▶ Given passage
# Chicks hatch 7 sleeps!!



## jasmin (Jan 16, 2013)

Hi all, really excited about HATCHING DAY in 7 sleeps! We currently have two silkies and one is broody ATM so is sitting on some fertile eggs I bought.. I am SUPER excited as this will be the first time I have had chicks! I bought my two silkies at point of lay. Any insider tips with new little ones? Tried and tested ways of ensuring good health? Also, as they will have a mum with them, how much will I need to interfere or should I leave her to it? Thanks guys, I know you all share the excitement!


----------



## kaufranc (Oct 3, 2012)

How exciting ! Can't wait for pictures! With Mama hatching the chicks, you won't have to do much ! She will handle it all! That's the nice thing about having a Mama!


----------



## 7chicks (Jun 29, 2012)

How fun! I've never done this myself. My first were gotten as day chicks and the rest were either older when I got them or given to me. Oh yes, you are going to have a ball!


----------



## Apyl (Jun 20, 2012)

Dont forget Do not open the bator during lockdown. No matter if you think its taking to long or not. Alot of newbies make the mistake of rushing to help the chicks. It can take up to 24 for the chick to come out of the egg.


----------



## fuzziebutt (Aug 7, 2012)

Mom will take care of them, but try to handle them when you can, as they will get used to you, and be friendly. Congratulations!!!!!!


----------



## kaufranc (Oct 3, 2012)

Good point Fuzziebutt ! Hold alot! Pictures, alot!


----------



## jasmin (Jan 16, 2013)

Oh all your posts have gotten me more excited! Just a question, how does the Mama know to tend to either chicks or eggs? I understand that probably all the eggs won't hatch - will she keep trying to sit on them? Should I pull any unmatched eggs out after a couple of days? So new to this!


----------



## kaufranc (Oct 3, 2012)

When our Momma sat on her eggs, she butted an egg out herself. Guess she knew it was a dud! They seem to know I guess!


----------



## cindlady2 (Nov 6, 2012)

▶ Goals
- 1) Set down the chick-hatching forum thread's text between "How fun! I've" and "(Jun 20, 2012)", inclusive.
- 2) In the chick-hatching forum thread, at what stage did jasmin buy the two silkies?
- 3) Extend the forum thread about hatching chicks under a broody silkie, picking up after its last line.

▶ Source data
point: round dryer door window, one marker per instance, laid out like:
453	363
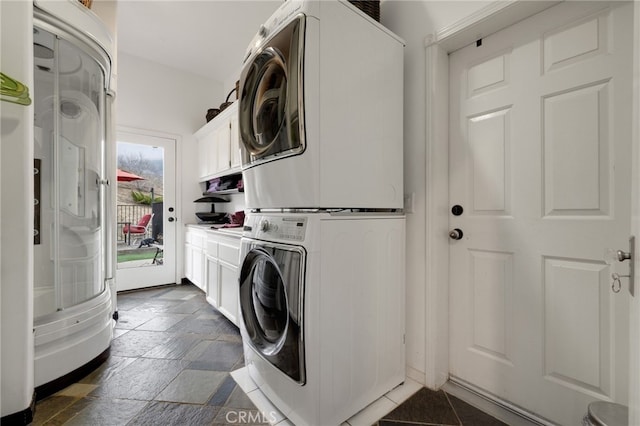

▶ Task results
- 1)
How fun! I've never done this myself. My first were gotten as day chicks and the rest were either older when I got them or given to me. Oh yes, you are going to have a ball!


----------



## Apyl (Jun 20, 2012)

- 2) At point of lay.

- 3)
If your hen is hatching bought eggs I would assume you put them under her at the same time. I would give her an extra 3 days from the time the first hatches. If she still has unhatched eggs and stays on them, pull them. If you see no movement in them, pitch them, they are duds. If they move you might want to give her an extra day. Don't let her go too long after the first hatch because she has to show the hatched ones where food and water is. They are good for a few days (they are still absorbing yolk) but have to eat and drink after about 3 days.
Good luck!


----------



## chasesams (Mar 4, 2013)

jasmin said:


> Oh all your posts have gotten me more excited! Just a question, how does the Mama know to tend to either chicks or eggs? I understand that probably all the eggs won't hatch - will she keep trying to sit on them? Should I pull any unmatched eggs out after a couple of days? So new to this!


by now a lot of your questions are probably been answered but i've been told silkies make very good moms and hatchers so you wont need to do anything as for if the egg is no good they usually know this and sometimes move it out of the nest


----------



## FarmRookie (Apr 18, 2013)

She will get up and take the live chicks out for a stroll when the time is right. The remaining eggs can then be discarded.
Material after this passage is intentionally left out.